>> begin MATERIAL TO PROCESS

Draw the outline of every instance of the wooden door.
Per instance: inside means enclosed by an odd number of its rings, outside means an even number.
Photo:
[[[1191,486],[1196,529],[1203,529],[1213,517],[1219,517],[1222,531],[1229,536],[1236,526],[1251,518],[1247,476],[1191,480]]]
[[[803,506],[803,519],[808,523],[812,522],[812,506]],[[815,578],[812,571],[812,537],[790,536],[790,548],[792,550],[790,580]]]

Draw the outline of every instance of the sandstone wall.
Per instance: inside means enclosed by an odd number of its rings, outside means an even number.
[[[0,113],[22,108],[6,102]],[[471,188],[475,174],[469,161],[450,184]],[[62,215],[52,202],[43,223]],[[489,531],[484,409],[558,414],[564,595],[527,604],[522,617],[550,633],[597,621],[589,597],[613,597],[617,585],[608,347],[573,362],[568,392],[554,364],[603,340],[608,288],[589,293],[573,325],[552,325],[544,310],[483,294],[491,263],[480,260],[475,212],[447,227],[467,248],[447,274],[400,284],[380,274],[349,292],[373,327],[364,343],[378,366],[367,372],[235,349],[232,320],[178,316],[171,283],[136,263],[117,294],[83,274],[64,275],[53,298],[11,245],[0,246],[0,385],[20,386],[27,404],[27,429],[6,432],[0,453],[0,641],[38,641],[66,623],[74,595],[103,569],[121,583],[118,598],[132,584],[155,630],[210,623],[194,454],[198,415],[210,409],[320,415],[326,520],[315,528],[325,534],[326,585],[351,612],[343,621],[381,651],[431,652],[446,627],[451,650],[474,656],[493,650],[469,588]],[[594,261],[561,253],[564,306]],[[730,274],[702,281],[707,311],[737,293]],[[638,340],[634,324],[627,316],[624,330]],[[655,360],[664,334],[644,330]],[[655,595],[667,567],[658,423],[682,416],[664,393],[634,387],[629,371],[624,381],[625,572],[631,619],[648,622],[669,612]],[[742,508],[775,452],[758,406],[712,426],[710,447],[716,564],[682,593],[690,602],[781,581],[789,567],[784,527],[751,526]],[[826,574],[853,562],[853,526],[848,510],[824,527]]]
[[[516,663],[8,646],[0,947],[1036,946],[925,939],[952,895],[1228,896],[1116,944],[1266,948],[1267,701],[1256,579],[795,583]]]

>> end MATERIAL TO PROCESS

WHAT THE TASK ASKS - Copy out the full listing again, swapping "outline" for "boundary" wherever it occurs and leaving everything else untouched.

TASK RESPONSE -
Draw the boundary of every instance of the wooden door.
Per instance: inside means enclosed by an odd number of its rings, outside means an even number.
Photo:
[[[1191,486],[1196,529],[1203,529],[1213,517],[1219,517],[1222,531],[1229,536],[1236,526],[1251,518],[1247,476],[1191,480]]]
[[[803,506],[803,519],[808,523],[812,522],[812,506]],[[815,578],[812,571],[812,537],[790,536],[790,548],[792,550],[790,580]]]

Draw the boundary of every instance of the sandstone wall.
Per instance: inside means enclosed by an odd number of its rings, outside means an even number.
[[[0,113],[22,108],[6,102]],[[471,188],[475,174],[469,161],[450,184]],[[62,215],[52,202],[43,223]],[[489,531],[484,409],[558,414],[564,595],[527,604],[522,617],[550,633],[597,621],[589,597],[613,597],[617,585],[608,347],[573,362],[568,392],[554,364],[603,340],[608,288],[589,293],[573,325],[552,325],[544,310],[483,294],[491,263],[480,260],[475,212],[447,227],[467,248],[447,274],[400,284],[380,274],[349,292],[373,327],[364,343],[378,366],[367,372],[235,349],[232,320],[178,316],[171,283],[136,263],[117,294],[83,274],[64,275],[53,298],[11,245],[0,246],[0,385],[20,386],[27,404],[27,429],[6,432],[0,453],[0,641],[38,641],[66,623],[74,595],[103,569],[121,583],[118,598],[132,584],[155,630],[210,623],[194,454],[198,415],[210,409],[320,415],[326,520],[315,528],[325,534],[326,585],[351,612],[343,621],[381,651],[431,652],[446,627],[451,650],[474,656],[493,650],[469,588]],[[594,261],[561,253],[564,306]],[[730,274],[702,281],[707,311],[737,293]],[[638,340],[634,324],[627,316],[624,330]],[[655,360],[664,334],[644,330]],[[655,595],[667,567],[658,423],[682,416],[664,393],[634,387],[629,371],[624,381],[625,572],[631,619],[648,622],[669,612]],[[742,508],[775,452],[758,406],[712,426],[710,447],[716,564],[682,593],[690,602],[781,581],[789,567],[784,527],[751,526]],[[826,574],[853,562],[853,526],[848,510],[824,527]]]
[[[516,663],[8,646],[0,947],[1036,946],[925,939],[952,895],[1228,896],[1116,944],[1266,948],[1267,701],[1256,579],[795,583]]]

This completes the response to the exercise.